- _Фрагмент текста_:
57818.fb2
Сперанский знал, что делает, отправляя Лунина во 2-й разряд.
Во-первых, нельзя давать Константину повода для намека, будто Лунин, мол, не так уж и виновен; надо, следовательно, представить его в наихудшем виде;
во-вторых, не видно раскаяния, как, например, у Александра Муравьева. Чернышев и другие по достоинству оценили и тон и улыбки Лунина.
Сильно, слезно покаявшись, Лунин, вероятно, дал бы Константину повод заступиться за своего бывшего адъютанта, и с ним обошлись бы помягче: ведь покаяние числилось добродетелью, за которую облегчали приговор.[105]
Начиная с процесса декабристов сквозь все русское освободительное движение проходят две линии самозащиты, к которым прибегали твердые противники власти (о павших духом или искренне раскаявшихся сейчас речь не идет):
Линия первая: бросить судьям «подачку», покаяться притворно, уронить слезу, чтобы ускользнуть от наказания или хотя бы облегчить его, а может быть, и убедить в чем-нибудь власть. Добиваться свободы или смягчения наказания любыми средствами (тут могут быть разные оттенки).
Линия вторая: не хитрить, дерзить, не вступать в переговоры с судьями, не ронять себя даже для вида.
Представителем первой линии был, очевидно, Пестель; второй — Лунин.
В 1850 — 1860-х годах к первому способу защиты прибегает Бакунин (слезная «Исповедь» царю), ко второму способу — Николай Серно-Соловьевич, Чернышевский.
Каждый способ имеет свои отрицательные и положительные стороны. Лунин, как свидетельствует вся его жизнь и сочинения, полагал, что в рабской стране особенно необходимы подлинно свободные души. Ему казалось, что малочисленность таких людей — важнейшее препятствие для явной и тайной борьбы за российское обновление. Купить свободу ценою унижения… Но для чего, собственно, нужна ему такая свобода? Чтобы продолжать революционную деятельность? Но ведь основная цель этой деятельности — внутреннее и внешнее освобождение народа. Как же не начать с самого себя?
Может быть, насмешки, гордость на закрытом следствии-суде покажутся кому-то донкихотством (все равно никто не узнает, не услышит). Но Лунин вряд ли видит в своем поведении на процессе только средство. Здесь присутствует и высокая цель: не дать тем, в аксельбантах, успокоиться, поверить в свою полную победу; заявить — пусть пока только для этих генералов, секретарей, для протокола, для себя прежде всего, — что нельзя трусить и каяться, а должно утверждать, что свободный образ мыслей так же «естественно укоренился» в одних, как самодовольство и рабство — в других.

- _Исходные данные_:
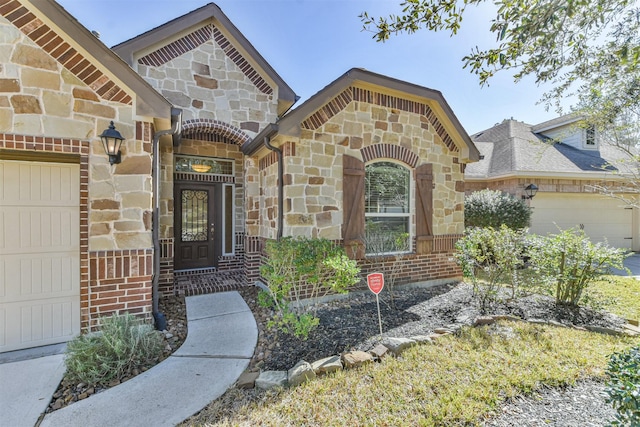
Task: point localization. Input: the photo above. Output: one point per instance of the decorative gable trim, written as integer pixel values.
(67, 56)
(341, 101)
(197, 38)
(389, 151)
(213, 131)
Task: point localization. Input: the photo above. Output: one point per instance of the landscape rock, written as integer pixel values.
(483, 321)
(270, 379)
(629, 327)
(398, 345)
(508, 317)
(603, 330)
(357, 358)
(247, 380)
(300, 373)
(422, 339)
(327, 365)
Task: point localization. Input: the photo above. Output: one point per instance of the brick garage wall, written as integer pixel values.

- _Задание_:
Кто, согласно фрагменту о Лунине, прибегал ко второму способу защиты в 1850–1860-х годах?

- _Ответ_:
Николай Серно-Соловьевич и Чернышевский.